Neither liberal individualism nor neomaternalism captured the entirety of feminists' legal agenda. Rather each form of discourse posed specific benefits and risks. Feminists marshaled liberal individualist principles to challenge the sex-role stereotypes that state governments and employers used to rationalize the exclusion of pregnancy from public and private insurance plans. By contrast, the business lobby deployed liberal individualist discourse to legitimate concepts of free contract and private ordering that reinforced gender-and race-based status hierarchies. (4) Liberal individualism thus held the potential to challenge the ways in which law entrenched the family-wage ideal as well as the potential to mask workplace structures that perpetuated gender inequalities as sex neutral.

PROVIDED DATA:

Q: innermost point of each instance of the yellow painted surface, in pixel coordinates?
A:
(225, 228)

WHAT IS REQUIRED:
Answer these questions about the passage on liberal individualism and feminists' legal agenda:
1. Which two forms of discourse did not capture the whole of feminists' legal agenda?
2. What did feminists use liberal individualist principles to challenge?
3. Which group used liberal individualist discourse to legitimate concepts of free contract and private ordering?
The listing comes from a different source than the text.

THE RESULT:
1. Liberal individualism and neomaternalism.
2. The sex-role stereotypes that state governments and employers used to rationalize the exclusion of pregnancy from public and private insurance plans.
3. The business lobby.